(Items from a data source)
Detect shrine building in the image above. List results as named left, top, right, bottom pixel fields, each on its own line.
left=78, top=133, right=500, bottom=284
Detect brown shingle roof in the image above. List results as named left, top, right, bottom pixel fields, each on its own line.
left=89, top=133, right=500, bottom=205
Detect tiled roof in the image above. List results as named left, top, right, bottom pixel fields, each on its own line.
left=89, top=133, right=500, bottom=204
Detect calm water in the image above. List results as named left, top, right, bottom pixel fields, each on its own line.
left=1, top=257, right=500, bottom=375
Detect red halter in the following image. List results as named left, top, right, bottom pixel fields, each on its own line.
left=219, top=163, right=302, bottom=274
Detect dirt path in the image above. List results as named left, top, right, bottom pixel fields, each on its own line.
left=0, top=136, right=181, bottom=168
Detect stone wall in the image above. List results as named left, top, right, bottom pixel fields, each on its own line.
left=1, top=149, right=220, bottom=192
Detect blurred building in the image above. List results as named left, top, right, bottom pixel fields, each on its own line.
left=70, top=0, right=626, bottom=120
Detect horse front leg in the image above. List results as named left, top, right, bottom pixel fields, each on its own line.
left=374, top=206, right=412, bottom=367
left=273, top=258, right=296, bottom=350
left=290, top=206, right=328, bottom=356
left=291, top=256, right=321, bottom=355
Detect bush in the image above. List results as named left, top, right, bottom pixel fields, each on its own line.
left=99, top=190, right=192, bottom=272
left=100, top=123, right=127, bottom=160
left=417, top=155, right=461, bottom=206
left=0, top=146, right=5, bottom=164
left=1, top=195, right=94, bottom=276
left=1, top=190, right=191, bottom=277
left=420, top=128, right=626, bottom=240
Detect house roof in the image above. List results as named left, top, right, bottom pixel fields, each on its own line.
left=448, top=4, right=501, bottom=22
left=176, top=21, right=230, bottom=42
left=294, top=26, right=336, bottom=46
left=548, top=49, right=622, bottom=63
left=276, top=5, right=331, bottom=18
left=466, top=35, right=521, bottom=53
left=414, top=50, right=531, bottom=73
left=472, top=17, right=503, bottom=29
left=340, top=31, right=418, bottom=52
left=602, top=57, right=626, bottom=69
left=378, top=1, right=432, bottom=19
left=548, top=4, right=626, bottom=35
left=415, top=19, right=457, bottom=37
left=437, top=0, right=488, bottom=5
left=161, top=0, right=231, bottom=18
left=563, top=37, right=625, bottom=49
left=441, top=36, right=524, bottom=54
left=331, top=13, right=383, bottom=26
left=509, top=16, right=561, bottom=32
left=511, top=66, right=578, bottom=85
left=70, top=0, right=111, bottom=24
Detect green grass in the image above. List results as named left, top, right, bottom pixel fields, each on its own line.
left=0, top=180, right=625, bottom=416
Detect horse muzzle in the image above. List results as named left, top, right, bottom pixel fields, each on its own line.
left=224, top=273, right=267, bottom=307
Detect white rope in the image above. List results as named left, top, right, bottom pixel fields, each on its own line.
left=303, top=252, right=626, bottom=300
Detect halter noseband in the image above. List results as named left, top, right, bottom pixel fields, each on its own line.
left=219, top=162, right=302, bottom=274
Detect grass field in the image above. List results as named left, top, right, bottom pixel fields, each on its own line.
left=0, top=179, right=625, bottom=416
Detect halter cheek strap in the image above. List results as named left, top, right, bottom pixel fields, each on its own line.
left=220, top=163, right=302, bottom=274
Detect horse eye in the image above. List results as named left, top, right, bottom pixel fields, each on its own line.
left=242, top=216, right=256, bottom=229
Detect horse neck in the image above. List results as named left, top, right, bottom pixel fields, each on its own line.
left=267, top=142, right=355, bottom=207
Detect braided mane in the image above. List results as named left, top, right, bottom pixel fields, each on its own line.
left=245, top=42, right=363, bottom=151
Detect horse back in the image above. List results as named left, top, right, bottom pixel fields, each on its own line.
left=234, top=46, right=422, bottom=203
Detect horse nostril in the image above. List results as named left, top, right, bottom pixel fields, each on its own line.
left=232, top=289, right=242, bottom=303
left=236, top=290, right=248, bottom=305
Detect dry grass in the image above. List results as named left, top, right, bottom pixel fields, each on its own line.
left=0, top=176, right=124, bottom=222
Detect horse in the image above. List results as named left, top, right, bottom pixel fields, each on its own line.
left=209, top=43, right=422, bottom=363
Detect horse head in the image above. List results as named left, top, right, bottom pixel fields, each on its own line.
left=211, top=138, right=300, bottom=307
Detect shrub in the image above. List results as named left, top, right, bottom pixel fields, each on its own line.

- **TASK INSTRUCTIONS**:
In your response, reproduce the records exactly, every one.

- **SOLUTION TO THIS PROBLEM**:
Detect shrine building in the image above. List results as named left, top, right, bottom pixel fields, each on its own line.
left=78, top=133, right=500, bottom=284
Detect brown shingle roof in the image above. List results as named left, top, right, bottom pixel fields, each on its own line.
left=89, top=133, right=500, bottom=205
Detect tiled roof in the image above. List results as named left, top, right, bottom pixel fields, each on its own line.
left=89, top=133, right=500, bottom=204
Detect calm water in the image above. List results as named left, top, right, bottom pixel fields, each on its own line.
left=1, top=257, right=500, bottom=375
Detect red halter in the following image. List results as named left, top, right, bottom pixel fields, each on its own line.
left=219, top=163, right=302, bottom=274
Detect dirt path in the image above. List results as named left, top, right, bottom pixel fields, each on its own line.
left=0, top=136, right=181, bottom=168
Detect stone wall in the image above. List results as named left, top, right, bottom pixel fields, each on its own line.
left=1, top=149, right=220, bottom=192
Detect blurred building in the image above. List results as named left, top, right, bottom pixel fields, each on its own line.
left=70, top=0, right=626, bottom=120
Detect horse front leg in the image above. List results as named left, top, right, bottom pixel fields, each on its own line.
left=374, top=206, right=412, bottom=367
left=273, top=258, right=296, bottom=350
left=290, top=206, right=328, bottom=356
left=291, top=256, right=321, bottom=355
Detect bush in the image above. List results as named left, top, right, bottom pixel fields, each on its own line.
left=99, top=190, right=192, bottom=272
left=100, top=123, right=127, bottom=160
left=417, top=155, right=461, bottom=206
left=0, top=146, right=5, bottom=164
left=1, top=195, right=94, bottom=276
left=1, top=190, right=191, bottom=277
left=420, top=128, right=626, bottom=240
Detect house roof in the image above. List results as named left, top, right, bottom pixel fields, each on its own line.
left=448, top=4, right=501, bottom=22
left=176, top=21, right=230, bottom=42
left=294, top=26, right=336, bottom=46
left=548, top=49, right=622, bottom=63
left=276, top=5, right=331, bottom=18
left=466, top=35, right=521, bottom=53
left=414, top=50, right=531, bottom=73
left=472, top=17, right=503, bottom=29
left=340, top=31, right=418, bottom=52
left=602, top=57, right=626, bottom=69
left=378, top=1, right=432, bottom=19
left=548, top=4, right=626, bottom=35
left=415, top=19, right=457, bottom=37
left=437, top=0, right=488, bottom=5
left=161, top=0, right=231, bottom=18
left=563, top=37, right=625, bottom=49
left=441, top=36, right=524, bottom=54
left=331, top=13, right=383, bottom=26
left=509, top=16, right=561, bottom=32
left=511, top=66, right=578, bottom=85
left=70, top=0, right=111, bottom=24
Detect green grass in the image above. List results as named left, top, right, bottom pixel fields, each on its own line.
left=0, top=180, right=625, bottom=416
Detect horse muzzle in the image above. List results as named left, top, right, bottom pixel fields, each on its own line.
left=224, top=273, right=267, bottom=307
Detect white rope in the image above. List results as named left, top, right, bottom pixel fields, each on its own line.
left=303, top=252, right=626, bottom=300
Detect halter noseband in the image above. List results as named left, top, right, bottom pixel fields, each on its own line.
left=219, top=162, right=302, bottom=274
Detect grass field in the image above. List results as named left, top, right, bottom pixel fields, each on its own line.
left=0, top=179, right=625, bottom=416
Detect halter cheek strap in the image above. List results as named left, top, right, bottom pixel fields, each on its own line.
left=220, top=163, right=302, bottom=274
Detect horse eye in the image above. List results as named left, top, right, bottom pixel fields, each on its own line.
left=242, top=216, right=256, bottom=229
Detect horse neck in the image above. List results as named left, top, right, bottom pixel fields, each on its own line.
left=267, top=142, right=355, bottom=207
Detect braided mane in the image above. List results as named left, top, right, bottom pixel fields, each on its own line.
left=245, top=42, right=363, bottom=151
Detect horse back in the image above. List results as named left, top, right, bottom pixel fields, each on its own line.
left=234, top=46, right=422, bottom=203
Detect horse nostril in the image above. List results as named left, top, right, bottom pixel fields, each on its own line.
left=232, top=289, right=242, bottom=303
left=236, top=290, right=248, bottom=305
Detect dry grass in the image above. List results as named left, top, right, bottom pixel fields, each on its own line.
left=0, top=176, right=124, bottom=222
Detect horse in the image above. List results as named left, top, right, bottom pixel fields, each on its own line.
left=209, top=43, right=422, bottom=363
Detect horse head in the image above. List results as named left, top, right, bottom pixel fields, each on its own line.
left=211, top=138, right=300, bottom=307
Detect shrub in the image above. List results as named left, top, right, bottom pixel fields, each on its own line.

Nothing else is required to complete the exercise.